### Texte fourni

5 Avril 2021
Un appel à vigilance des parents et à soutien des pratiques de libération scolaire de Célestin Freinet en 1935.
Surveillez avant tout la santé et la vie de vos enfants, car d’elles dépendent, quelles que soient par ailleurs les circonstances accessoires, les progrès intellectuels, moraux et scolaires dont vous vous préoccupez à juste titres. Nous disons bien santé et vie pour attirer votre attention sur une conception erronée et souvent courante de la santé. Il ne s’agit pas, sous prétexte de soins, de gaver et suralimenter votre enfant jusqu’à le rendre impotent comme une bête à l’engrais, de lui éviter marches, efforts et travaux. La santé est une harmonie à la conquête difficile ; elle est en danger toutes les fois que vous constatez en vos enfants une altération de ses grandes fonctions vitales, qu’elles soient diminution ou atténuation de ses réactions, ou, au contraire, excitation et déséquilibre.
L’École s’en soucie fort peu, direz-vous.
– Exigez de l’air, de la lumière, de la propreté en classe ; faites désaffecter les vieux locaux sombres et exigus ; exigez la construction d’écoles spacieuses et claires.
– Protestez contre le surmenage des éducateurs débordés par une surcharge scandaleuse des classes ; protestez contre les habitudes d’une administration qui parque les enfants pendant six heures par jour, entre des bancs incommodes, véritables instruments de torture ; soutenez les tentatives de libération scolaire dont nous nous vous parlerons. – A vos enfants exténués par les efforts scolaires, donnez au moins, en dehors des heures obligatoires de travail passif, la possibilité de s’épanouir selon leurs lignes de vie. Six heures par jour – si elles étaient rationnellement employées – seraient largement suffisantes pour les acquisitions indispensables.
Quoi qu’il en soit, pour la besogne de bourrage actuellement poursuivie, les heures de classes suffisent amplement. Élevez-vous donc contre la pratique barbare des devoirs à la maison, et exigez l’organisation collective et sociale des jeux et du travail libre enfantins hors l’école.
– N’oubliez pas, enfin, qu’il n’y a pas de pire handicap pour des enfants que la misère physiologique. En réclamant pour vos salaires, en luttant pour le travail et le pain, vous luttez pour une meilleure éducation de vos enfants ; car un régime qui attente aussi gravement que le régime actuel à votre niveau de vie, atteint encore plus profondément vos enfants dans leurs possibilités éducatives, quelles que soient les apparentes sollicitudes, foncièrement hypocrites, par lesquelles on tente de masquer ce crime social.

######
### Données fournies

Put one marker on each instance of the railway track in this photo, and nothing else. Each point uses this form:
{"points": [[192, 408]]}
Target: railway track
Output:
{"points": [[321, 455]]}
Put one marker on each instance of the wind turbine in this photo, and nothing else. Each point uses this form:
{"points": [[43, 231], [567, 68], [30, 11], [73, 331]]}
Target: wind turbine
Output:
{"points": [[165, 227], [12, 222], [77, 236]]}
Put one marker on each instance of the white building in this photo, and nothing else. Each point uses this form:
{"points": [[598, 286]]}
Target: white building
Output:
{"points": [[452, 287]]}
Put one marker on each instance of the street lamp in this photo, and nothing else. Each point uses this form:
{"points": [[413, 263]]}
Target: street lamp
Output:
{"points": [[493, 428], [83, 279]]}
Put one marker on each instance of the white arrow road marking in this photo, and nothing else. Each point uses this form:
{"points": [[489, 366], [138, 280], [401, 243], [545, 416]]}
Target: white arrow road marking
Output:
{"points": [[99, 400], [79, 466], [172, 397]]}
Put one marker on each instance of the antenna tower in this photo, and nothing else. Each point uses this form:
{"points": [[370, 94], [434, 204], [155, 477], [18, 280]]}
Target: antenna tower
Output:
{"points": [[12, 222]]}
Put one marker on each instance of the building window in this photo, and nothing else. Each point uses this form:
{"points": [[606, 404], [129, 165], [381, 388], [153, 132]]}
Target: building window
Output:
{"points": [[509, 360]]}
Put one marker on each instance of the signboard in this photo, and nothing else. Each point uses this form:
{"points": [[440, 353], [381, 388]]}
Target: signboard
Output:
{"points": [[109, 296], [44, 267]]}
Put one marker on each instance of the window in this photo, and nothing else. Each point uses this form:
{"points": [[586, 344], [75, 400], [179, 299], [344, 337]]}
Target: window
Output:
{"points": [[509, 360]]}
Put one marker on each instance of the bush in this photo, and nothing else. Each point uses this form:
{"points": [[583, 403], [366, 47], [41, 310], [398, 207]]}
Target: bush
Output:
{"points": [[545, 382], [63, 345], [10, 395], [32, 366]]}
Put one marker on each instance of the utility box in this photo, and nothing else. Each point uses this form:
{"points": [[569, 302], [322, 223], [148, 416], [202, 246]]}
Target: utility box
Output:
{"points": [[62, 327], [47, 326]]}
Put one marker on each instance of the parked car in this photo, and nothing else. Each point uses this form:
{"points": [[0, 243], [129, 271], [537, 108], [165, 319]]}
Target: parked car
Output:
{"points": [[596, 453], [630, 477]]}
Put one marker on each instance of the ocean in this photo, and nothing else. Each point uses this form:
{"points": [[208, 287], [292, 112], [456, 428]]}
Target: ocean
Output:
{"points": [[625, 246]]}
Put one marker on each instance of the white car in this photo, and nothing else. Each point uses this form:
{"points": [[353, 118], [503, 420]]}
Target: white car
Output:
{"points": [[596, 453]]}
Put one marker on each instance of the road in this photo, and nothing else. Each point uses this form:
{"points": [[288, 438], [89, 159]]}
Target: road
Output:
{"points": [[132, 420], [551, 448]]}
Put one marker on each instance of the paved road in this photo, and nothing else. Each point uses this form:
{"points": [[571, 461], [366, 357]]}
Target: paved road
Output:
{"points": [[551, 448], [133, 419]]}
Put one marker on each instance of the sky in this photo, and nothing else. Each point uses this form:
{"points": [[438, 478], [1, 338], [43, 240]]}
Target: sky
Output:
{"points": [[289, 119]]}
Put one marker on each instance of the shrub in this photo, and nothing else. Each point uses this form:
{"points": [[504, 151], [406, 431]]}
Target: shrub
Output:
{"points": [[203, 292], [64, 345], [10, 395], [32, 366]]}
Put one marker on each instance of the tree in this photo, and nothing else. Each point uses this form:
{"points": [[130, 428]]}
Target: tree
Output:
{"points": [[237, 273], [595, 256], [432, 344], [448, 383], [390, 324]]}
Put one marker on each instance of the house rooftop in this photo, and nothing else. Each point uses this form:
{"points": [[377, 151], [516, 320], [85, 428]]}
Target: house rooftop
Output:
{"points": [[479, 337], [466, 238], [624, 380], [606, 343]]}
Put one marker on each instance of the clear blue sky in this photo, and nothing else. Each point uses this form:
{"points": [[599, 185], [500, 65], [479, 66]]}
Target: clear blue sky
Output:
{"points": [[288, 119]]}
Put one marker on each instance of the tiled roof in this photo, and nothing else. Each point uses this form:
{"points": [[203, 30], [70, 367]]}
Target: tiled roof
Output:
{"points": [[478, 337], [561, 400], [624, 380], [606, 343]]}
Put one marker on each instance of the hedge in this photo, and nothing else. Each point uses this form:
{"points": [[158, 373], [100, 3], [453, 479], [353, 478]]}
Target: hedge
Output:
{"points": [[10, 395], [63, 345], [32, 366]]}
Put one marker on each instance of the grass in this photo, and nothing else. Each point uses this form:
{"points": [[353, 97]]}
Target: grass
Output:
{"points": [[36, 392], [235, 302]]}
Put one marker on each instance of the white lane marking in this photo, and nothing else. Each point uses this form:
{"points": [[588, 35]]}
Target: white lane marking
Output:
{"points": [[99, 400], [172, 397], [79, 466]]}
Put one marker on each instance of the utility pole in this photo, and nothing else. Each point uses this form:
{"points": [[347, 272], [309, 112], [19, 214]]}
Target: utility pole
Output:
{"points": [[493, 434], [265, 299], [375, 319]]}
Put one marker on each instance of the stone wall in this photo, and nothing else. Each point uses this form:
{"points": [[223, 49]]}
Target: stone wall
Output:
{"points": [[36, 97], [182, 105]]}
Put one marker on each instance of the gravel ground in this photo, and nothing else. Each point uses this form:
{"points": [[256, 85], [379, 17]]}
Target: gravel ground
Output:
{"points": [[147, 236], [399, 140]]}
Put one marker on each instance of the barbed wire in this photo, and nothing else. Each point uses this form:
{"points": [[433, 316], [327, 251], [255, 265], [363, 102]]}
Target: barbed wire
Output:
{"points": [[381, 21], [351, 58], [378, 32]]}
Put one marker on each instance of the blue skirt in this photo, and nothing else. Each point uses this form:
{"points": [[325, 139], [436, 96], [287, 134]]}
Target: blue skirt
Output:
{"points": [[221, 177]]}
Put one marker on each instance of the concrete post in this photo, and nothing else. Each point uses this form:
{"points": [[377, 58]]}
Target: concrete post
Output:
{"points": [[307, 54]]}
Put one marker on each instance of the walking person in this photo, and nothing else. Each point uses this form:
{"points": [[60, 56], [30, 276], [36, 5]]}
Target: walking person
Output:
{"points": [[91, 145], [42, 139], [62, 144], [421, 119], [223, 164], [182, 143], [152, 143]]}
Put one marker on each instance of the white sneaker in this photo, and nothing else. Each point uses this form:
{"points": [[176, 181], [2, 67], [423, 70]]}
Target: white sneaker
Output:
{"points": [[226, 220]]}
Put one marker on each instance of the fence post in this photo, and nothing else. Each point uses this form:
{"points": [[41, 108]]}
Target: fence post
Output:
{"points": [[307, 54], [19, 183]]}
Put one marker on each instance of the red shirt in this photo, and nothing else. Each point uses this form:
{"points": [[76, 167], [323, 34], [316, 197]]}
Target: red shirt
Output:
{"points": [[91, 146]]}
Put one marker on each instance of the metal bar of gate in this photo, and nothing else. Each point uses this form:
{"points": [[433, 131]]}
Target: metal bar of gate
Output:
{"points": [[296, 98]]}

######

Liste des tâches >>
A. Répondez à ces questions sur l'appel de Freinet aux parents :
(i) Pendant combien d'heures par jour l'administration parque-t-elle les enfants entre des bancs incommodes ?
(ii) Quelle pratique les parents doivent-ils combattre, qualifiée de « barbare » ?
(iii) Quel est, selon l'appel, le pire handicap pour des enfants ?
B. Poursuivez l'appel de Freinet aux parents à partir de sa dernière phrase, dans le même registre.

Ensemble des réponses >>
A.
(i) Six heures par jour.
(ii) Les devoirs à la maison.
(iii) La misère physiologique.

B.
Ne séparez donc pas, dans votre lutte quotidienne, des revendications qui sont aussi intimement liées : il n’y a pas d’un côté votre vie à vous, votre travail exténuant, votre asservissement et votre misère, et de l’autre la possibilité pour vos enfants de profiter de l’école capitaliste pour s’émanciper et secouer le joug de l’exploitation. Ces deux questions sont intimement, matériellement liées : votre misère, c’est la misère de vos enfants, leur défiance scolaire, leur impuissance devant la vie, un anneau seulement de la chaîne qui vous rive à vos maîtres. Le problème scolaire est avant tout un problème social et un problème politique : chacune de vos victoires sociales, syndicales ou politiques est une victoire pour l’école ; chacune de vos défaites est une accentuation des difficultés de libération scolaire […]
C’est à dessein que le capitalisme s’est obstiné à isoler l’école de la vie et de la lutte ouvrière. Nous venons de vous démontrer l’interdépendance intime de l’une et de l’autre. Problème capital, croyez-le bien, auprès duquel les questions de méthode, de morale ou de faux idéal que le capitalisme place hypocritement au premier plan, ne sont que des accessoires, des moyens pour le grand œuvre qui ne saurait s’accomplir hors de son élément essentiel et vivifiant. Non pas que nous sous-estimions l’importance de ces moyens. Encore une fois nous avons voulu rétablir d’abord une hiérarchie afin que les fumées, de l’esprit qu’on agite romantiquement devant vos yeux ne vous empêchent point de voir se lever à l’horizon le grand soleil libérateur.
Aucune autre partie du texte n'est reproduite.